Directions for this task: Collect each line of the records below that contains the string "path", copying those lines in full.

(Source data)
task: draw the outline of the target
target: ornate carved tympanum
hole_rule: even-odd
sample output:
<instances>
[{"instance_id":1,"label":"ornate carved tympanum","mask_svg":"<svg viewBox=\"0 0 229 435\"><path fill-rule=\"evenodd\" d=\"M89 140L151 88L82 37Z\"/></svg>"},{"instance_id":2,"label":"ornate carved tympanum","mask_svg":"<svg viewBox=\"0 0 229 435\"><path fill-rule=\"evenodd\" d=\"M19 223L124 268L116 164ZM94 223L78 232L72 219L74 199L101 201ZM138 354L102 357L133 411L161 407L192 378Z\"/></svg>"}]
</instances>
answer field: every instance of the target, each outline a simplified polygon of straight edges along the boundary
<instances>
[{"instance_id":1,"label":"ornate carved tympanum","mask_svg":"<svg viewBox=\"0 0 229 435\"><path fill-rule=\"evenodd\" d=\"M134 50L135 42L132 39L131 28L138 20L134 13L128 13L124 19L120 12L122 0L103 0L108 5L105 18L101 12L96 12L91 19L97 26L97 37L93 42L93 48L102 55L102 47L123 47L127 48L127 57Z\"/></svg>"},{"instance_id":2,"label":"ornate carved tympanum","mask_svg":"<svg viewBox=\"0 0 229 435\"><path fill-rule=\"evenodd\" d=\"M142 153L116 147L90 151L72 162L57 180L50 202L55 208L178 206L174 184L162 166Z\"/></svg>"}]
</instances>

Result below:
[{"instance_id":1,"label":"ornate carved tympanum","mask_svg":"<svg viewBox=\"0 0 229 435\"><path fill-rule=\"evenodd\" d=\"M89 140L151 88L82 37Z\"/></svg>"},{"instance_id":2,"label":"ornate carved tympanum","mask_svg":"<svg viewBox=\"0 0 229 435\"><path fill-rule=\"evenodd\" d=\"M19 223L124 268L116 164ZM94 223L78 232L72 219L74 199L101 201ZM138 354L102 357L133 411L161 407L192 378Z\"/></svg>"}]
[{"instance_id":1,"label":"ornate carved tympanum","mask_svg":"<svg viewBox=\"0 0 229 435\"><path fill-rule=\"evenodd\" d=\"M134 50L135 42L132 39L131 28L138 20L134 13L128 13L124 19L120 12L122 0L103 0L108 5L105 18L101 12L96 12L91 19L97 26L97 37L93 42L93 48L102 55L102 47L123 47L127 48L127 57Z\"/></svg>"},{"instance_id":2,"label":"ornate carved tympanum","mask_svg":"<svg viewBox=\"0 0 229 435\"><path fill-rule=\"evenodd\" d=\"M142 153L116 147L90 151L72 162L57 180L50 202L55 208L178 206L174 184L162 166Z\"/></svg>"}]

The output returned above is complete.